#### EXERCISE MATERIAL ####

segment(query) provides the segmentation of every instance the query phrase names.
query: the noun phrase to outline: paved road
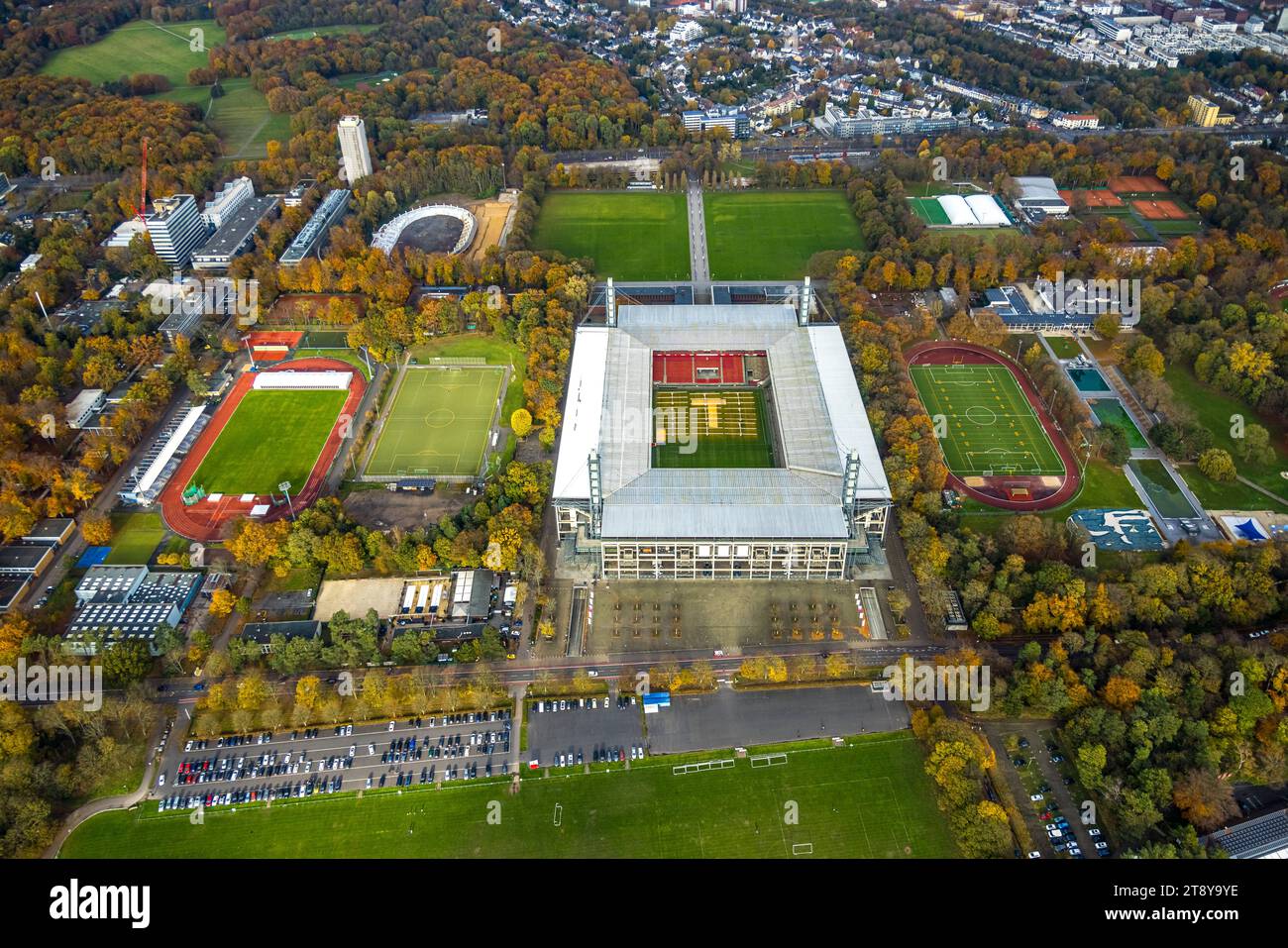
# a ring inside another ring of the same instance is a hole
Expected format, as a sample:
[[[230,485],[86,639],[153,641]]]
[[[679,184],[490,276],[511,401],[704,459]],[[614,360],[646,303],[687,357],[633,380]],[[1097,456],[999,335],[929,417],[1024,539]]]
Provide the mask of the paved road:
[[[711,261],[707,259],[707,223],[702,205],[702,182],[689,182],[689,278],[693,301],[711,301]]]

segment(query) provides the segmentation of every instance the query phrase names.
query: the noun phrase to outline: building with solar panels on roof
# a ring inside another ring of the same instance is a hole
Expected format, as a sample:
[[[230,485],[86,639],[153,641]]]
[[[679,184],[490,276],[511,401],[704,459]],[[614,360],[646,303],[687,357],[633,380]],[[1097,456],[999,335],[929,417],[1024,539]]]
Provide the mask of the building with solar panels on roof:
[[[1227,826],[1202,839],[1231,859],[1288,859],[1288,809]]]
[[[576,332],[554,478],[560,551],[604,578],[837,580],[890,506],[841,330],[811,292],[639,305]]]

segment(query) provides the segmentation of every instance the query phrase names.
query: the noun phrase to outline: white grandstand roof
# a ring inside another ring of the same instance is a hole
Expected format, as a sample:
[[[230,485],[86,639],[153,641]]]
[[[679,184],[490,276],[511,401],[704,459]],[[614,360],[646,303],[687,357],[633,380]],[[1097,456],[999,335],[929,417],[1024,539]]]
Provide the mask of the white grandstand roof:
[[[764,350],[784,468],[652,469],[654,352]],[[599,451],[604,537],[845,537],[841,478],[859,452],[859,498],[887,501],[876,441],[837,326],[787,305],[618,307],[577,330],[555,500],[590,500]]]

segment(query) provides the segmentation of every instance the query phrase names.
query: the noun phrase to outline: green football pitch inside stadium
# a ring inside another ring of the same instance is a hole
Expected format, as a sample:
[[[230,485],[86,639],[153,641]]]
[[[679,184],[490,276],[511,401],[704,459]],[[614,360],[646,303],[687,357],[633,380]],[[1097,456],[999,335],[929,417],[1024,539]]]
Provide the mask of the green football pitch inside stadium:
[[[939,204],[938,198],[909,197],[908,202],[912,205],[912,213],[921,218],[926,224],[943,227],[952,223],[948,219],[948,211],[944,210],[944,206]]]
[[[478,474],[504,376],[493,367],[403,370],[367,474]]]
[[[247,392],[189,484],[210,493],[277,493],[304,487],[348,392]]]
[[[654,468],[773,468],[760,389],[656,389]]]
[[[800,280],[814,254],[867,249],[841,191],[708,191],[702,207],[712,280]]]
[[[684,194],[644,191],[551,192],[541,202],[533,250],[590,256],[595,273],[627,280],[688,280]]]
[[[769,748],[773,750],[773,748]],[[753,754],[759,754],[753,748]],[[845,747],[783,750],[676,774],[650,757],[630,770],[366,791],[263,806],[157,813],[155,801],[103,813],[64,858],[948,858],[957,855],[923,756],[907,732]],[[768,764],[768,761],[764,761]],[[496,804],[493,804],[496,801]],[[489,814],[497,813],[500,822]],[[792,808],[797,819],[783,818]]]
[[[912,366],[912,381],[931,421],[943,417],[944,460],[958,477],[1064,474],[1015,376],[1002,366]]]

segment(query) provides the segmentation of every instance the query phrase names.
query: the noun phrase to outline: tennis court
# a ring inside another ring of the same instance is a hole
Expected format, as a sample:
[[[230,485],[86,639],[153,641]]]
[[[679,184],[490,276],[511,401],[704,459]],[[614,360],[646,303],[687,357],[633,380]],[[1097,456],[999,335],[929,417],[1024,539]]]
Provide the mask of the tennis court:
[[[1037,412],[1002,366],[912,366],[909,372],[958,477],[1065,473]]]
[[[404,368],[366,473],[478,474],[504,377],[492,366]]]
[[[773,468],[760,389],[656,389],[654,468]]]

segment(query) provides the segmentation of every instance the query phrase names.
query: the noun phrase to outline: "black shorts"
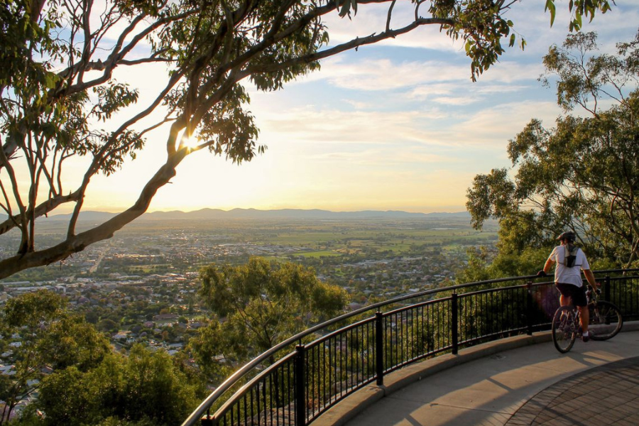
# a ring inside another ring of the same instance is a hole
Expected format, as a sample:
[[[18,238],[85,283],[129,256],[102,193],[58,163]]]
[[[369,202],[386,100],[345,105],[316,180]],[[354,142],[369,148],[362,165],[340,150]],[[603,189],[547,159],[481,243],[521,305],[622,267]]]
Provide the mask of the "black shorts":
[[[562,283],[557,283],[556,285],[562,295],[564,297],[570,297],[572,300],[572,304],[575,306],[586,306],[588,305],[588,300],[586,298],[585,285],[577,287],[573,284],[564,284]]]

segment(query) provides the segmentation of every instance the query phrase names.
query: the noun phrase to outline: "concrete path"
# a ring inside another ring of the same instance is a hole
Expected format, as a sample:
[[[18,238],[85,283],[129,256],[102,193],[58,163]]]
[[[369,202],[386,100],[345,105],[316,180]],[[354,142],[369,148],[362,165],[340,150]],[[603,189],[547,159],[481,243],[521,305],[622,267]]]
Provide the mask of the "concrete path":
[[[636,325],[625,324],[624,330]],[[555,349],[548,332],[520,336],[403,368],[386,376],[385,386],[371,385],[355,393],[313,425],[638,425],[633,419],[639,418],[639,359],[631,359],[637,356],[638,331],[606,342],[577,342],[567,354]],[[628,361],[611,364],[621,360]],[[584,375],[589,371],[593,376]],[[603,388],[607,390],[598,393]],[[623,401],[616,393],[622,389],[633,390]],[[589,404],[589,411],[579,414]],[[620,410],[626,415],[613,422],[601,417],[589,422],[595,412]],[[577,414],[563,416],[566,413]]]

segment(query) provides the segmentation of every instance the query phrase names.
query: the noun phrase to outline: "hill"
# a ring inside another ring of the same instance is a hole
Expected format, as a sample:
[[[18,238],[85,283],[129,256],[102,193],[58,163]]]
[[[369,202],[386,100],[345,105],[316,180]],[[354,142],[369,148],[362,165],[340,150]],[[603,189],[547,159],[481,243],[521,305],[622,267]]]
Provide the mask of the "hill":
[[[115,216],[114,213],[106,212],[82,212],[80,220],[103,222]],[[43,222],[67,221],[70,214],[55,214],[41,218]],[[166,219],[297,219],[339,220],[347,219],[453,219],[470,218],[467,212],[455,213],[411,213],[399,210],[361,210],[358,212],[331,212],[329,210],[280,209],[275,210],[259,210],[257,209],[233,209],[221,210],[219,209],[202,209],[192,212],[153,212],[145,213],[137,221],[166,220]]]

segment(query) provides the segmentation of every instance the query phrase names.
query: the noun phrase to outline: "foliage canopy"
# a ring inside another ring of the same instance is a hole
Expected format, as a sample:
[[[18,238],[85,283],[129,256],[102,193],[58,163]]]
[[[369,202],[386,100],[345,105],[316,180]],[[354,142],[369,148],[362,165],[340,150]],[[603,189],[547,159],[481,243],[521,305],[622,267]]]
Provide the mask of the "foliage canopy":
[[[639,254],[639,33],[616,55],[592,55],[596,40],[569,36],[544,58],[557,104],[587,115],[561,116],[552,129],[532,120],[508,144],[512,169],[479,175],[468,190],[474,225],[498,219],[505,253],[572,229],[589,256],[617,266]]]

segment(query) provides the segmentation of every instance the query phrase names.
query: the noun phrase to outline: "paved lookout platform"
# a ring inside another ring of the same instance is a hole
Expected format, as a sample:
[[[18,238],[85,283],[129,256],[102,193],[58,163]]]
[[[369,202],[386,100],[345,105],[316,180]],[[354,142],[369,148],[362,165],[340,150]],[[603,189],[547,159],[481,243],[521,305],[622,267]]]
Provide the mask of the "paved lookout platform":
[[[410,366],[313,426],[639,425],[639,324],[566,354],[550,339],[518,336]]]

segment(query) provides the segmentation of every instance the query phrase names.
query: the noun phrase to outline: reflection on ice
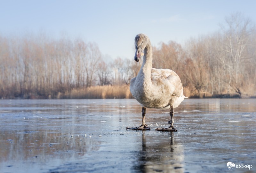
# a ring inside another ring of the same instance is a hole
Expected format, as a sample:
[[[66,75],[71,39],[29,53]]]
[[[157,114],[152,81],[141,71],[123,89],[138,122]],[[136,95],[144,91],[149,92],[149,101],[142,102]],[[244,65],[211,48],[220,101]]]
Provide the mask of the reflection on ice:
[[[225,172],[228,161],[256,162],[255,107],[186,99],[168,133],[155,129],[169,110],[150,109],[151,131],[126,131],[141,123],[132,99],[0,100],[0,172]]]

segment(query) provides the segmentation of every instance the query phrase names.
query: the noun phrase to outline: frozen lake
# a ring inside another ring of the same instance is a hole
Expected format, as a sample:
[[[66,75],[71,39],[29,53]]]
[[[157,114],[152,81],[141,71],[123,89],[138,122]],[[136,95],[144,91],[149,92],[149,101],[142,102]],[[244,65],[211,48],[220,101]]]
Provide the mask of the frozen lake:
[[[0,172],[255,172],[256,108],[186,99],[178,132],[162,132],[169,109],[147,109],[150,131],[126,130],[141,123],[133,99],[0,100]]]

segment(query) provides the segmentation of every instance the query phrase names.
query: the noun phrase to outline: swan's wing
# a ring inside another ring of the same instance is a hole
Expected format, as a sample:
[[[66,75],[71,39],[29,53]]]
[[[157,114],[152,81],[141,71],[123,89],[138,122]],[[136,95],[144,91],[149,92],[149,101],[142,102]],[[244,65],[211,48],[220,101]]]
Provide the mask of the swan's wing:
[[[151,80],[153,83],[158,85],[169,85],[172,95],[178,96],[183,95],[183,87],[180,79],[176,73],[171,70],[152,68]]]

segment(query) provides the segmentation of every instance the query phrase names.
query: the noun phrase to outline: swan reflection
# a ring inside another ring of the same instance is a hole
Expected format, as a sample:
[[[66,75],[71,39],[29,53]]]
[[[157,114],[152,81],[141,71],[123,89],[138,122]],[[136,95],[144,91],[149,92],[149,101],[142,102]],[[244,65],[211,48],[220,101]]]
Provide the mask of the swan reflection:
[[[168,134],[159,139],[142,132],[141,149],[134,169],[142,172],[184,172],[183,146],[175,142],[173,132]]]

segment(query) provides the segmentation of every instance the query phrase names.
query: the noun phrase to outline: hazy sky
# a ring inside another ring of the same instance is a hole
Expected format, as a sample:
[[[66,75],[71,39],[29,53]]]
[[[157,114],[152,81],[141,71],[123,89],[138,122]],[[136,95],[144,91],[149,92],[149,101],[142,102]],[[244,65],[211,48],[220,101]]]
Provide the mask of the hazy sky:
[[[0,34],[79,38],[97,43],[103,56],[132,59],[138,34],[148,35],[153,46],[182,44],[218,31],[232,13],[255,22],[255,9],[252,0],[0,0]]]

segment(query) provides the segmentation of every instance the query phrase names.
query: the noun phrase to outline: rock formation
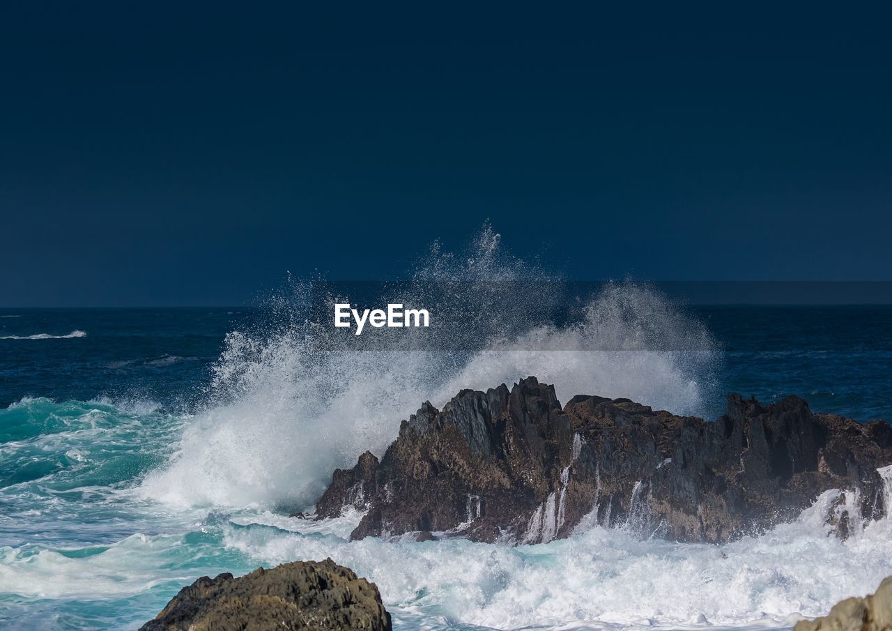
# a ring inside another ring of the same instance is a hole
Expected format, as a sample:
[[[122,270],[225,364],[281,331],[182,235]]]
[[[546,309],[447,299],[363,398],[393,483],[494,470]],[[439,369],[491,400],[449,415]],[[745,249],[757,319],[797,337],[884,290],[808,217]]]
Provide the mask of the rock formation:
[[[793,631],[892,631],[892,577],[867,598],[847,598],[823,618],[799,620]]]
[[[202,577],[140,631],[390,631],[377,587],[331,559]]]
[[[334,471],[320,518],[367,511],[352,538],[417,533],[509,544],[582,525],[678,541],[725,542],[796,519],[842,489],[832,519],[889,509],[892,427],[813,413],[795,396],[763,406],[731,395],[714,422],[628,399],[577,395],[562,409],[535,378],[425,403],[381,461]]]

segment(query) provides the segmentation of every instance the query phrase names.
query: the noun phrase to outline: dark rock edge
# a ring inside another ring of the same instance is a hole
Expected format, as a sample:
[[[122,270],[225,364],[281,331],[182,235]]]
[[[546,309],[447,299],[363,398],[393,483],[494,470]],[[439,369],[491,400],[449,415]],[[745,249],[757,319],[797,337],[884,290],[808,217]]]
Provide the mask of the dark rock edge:
[[[581,523],[723,543],[795,519],[822,493],[845,537],[889,507],[878,469],[892,427],[814,413],[789,396],[764,406],[738,394],[715,421],[628,399],[573,397],[530,377],[510,390],[462,390],[404,420],[379,461],[336,469],[318,518],[366,511],[351,534],[463,536],[507,544],[566,537]]]

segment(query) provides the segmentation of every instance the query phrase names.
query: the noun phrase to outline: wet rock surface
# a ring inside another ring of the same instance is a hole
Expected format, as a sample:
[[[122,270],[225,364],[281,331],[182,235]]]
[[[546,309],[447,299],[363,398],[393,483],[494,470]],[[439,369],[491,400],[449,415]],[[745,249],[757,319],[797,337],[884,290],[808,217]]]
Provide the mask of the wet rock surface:
[[[331,559],[202,577],[141,631],[390,631],[377,587]]]
[[[889,503],[892,428],[812,412],[795,396],[731,395],[715,421],[528,378],[425,403],[380,461],[338,469],[319,517],[367,511],[352,538],[417,533],[541,543],[594,524],[677,541],[725,542],[795,519],[822,493],[840,536]]]
[[[876,594],[847,598],[822,618],[797,622],[793,631],[892,631],[892,577]]]

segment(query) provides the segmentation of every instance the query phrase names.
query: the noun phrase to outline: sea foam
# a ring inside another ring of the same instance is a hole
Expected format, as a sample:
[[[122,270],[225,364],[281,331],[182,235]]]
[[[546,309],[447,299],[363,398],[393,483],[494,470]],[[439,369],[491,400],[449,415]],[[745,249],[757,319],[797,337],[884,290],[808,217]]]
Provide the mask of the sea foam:
[[[333,328],[295,316],[285,302],[268,329],[227,336],[209,405],[169,463],[145,479],[145,496],[181,506],[310,510],[335,468],[367,449],[381,455],[425,400],[442,406],[463,388],[510,386],[529,375],[553,384],[562,402],[597,394],[681,414],[706,408],[715,343],[647,286],[607,285],[580,320],[530,324],[560,284],[502,252],[489,228],[462,255],[435,246],[412,278],[387,302],[424,303],[425,287],[450,283],[460,295],[432,314],[460,309],[484,343],[457,350],[453,340],[429,336],[434,350],[418,350],[407,336],[406,348],[348,348]],[[518,283],[529,291],[518,295]]]

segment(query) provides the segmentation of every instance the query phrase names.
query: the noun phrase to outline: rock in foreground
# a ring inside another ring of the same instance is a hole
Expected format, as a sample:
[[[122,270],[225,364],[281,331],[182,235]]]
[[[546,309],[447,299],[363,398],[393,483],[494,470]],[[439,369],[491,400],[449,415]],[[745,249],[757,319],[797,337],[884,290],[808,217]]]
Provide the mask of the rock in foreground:
[[[892,631],[892,577],[867,598],[847,598],[823,618],[800,620],[793,631]]]
[[[140,631],[391,631],[377,587],[331,559],[202,577]]]
[[[562,409],[535,378],[463,390],[403,421],[380,461],[334,472],[319,517],[366,510],[353,538],[417,533],[513,544],[599,524],[720,543],[795,519],[821,494],[845,537],[888,511],[892,427],[813,413],[797,397],[732,395],[714,422],[628,399]]]

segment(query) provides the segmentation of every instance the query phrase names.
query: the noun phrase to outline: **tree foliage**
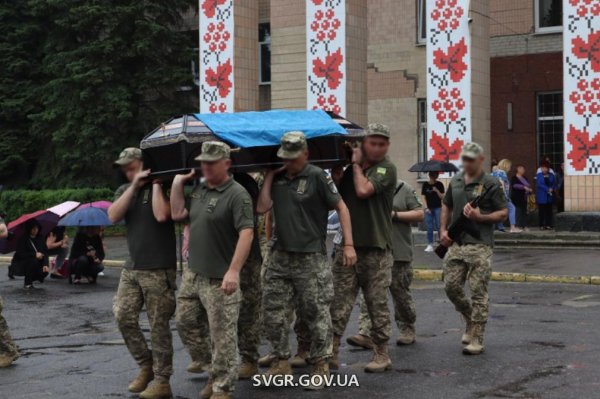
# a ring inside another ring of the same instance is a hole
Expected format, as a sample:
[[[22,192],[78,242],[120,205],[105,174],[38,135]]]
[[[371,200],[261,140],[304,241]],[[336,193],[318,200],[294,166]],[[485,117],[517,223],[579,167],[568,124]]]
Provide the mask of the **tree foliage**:
[[[194,5],[2,2],[0,179],[18,185],[21,170],[32,188],[106,186],[122,147],[193,111],[194,96],[177,89],[191,81],[196,43],[182,15]]]

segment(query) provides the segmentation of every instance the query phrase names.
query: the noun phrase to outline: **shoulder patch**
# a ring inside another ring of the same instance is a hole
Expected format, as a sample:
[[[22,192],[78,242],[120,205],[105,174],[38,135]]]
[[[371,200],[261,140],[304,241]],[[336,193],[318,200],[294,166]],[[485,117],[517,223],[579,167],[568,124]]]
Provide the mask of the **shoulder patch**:
[[[413,196],[415,197],[415,201],[417,201],[417,204],[419,204],[419,206],[423,206],[423,202],[421,202],[421,198],[419,198],[419,196],[417,195],[417,191],[416,190],[412,190]]]
[[[334,193],[334,194],[338,193],[337,186],[335,185],[333,180],[329,179],[327,186],[329,187],[329,191],[331,191],[332,193]]]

####

> [WHAT YOU ARE ASKED TO DO]: Return each line above that contains the word "hazy". Case counts, so match only that capitalization.

> [THE ANSWER]:
query: the noun phrase to outline: hazy sky
Provide the mask of the hazy sky:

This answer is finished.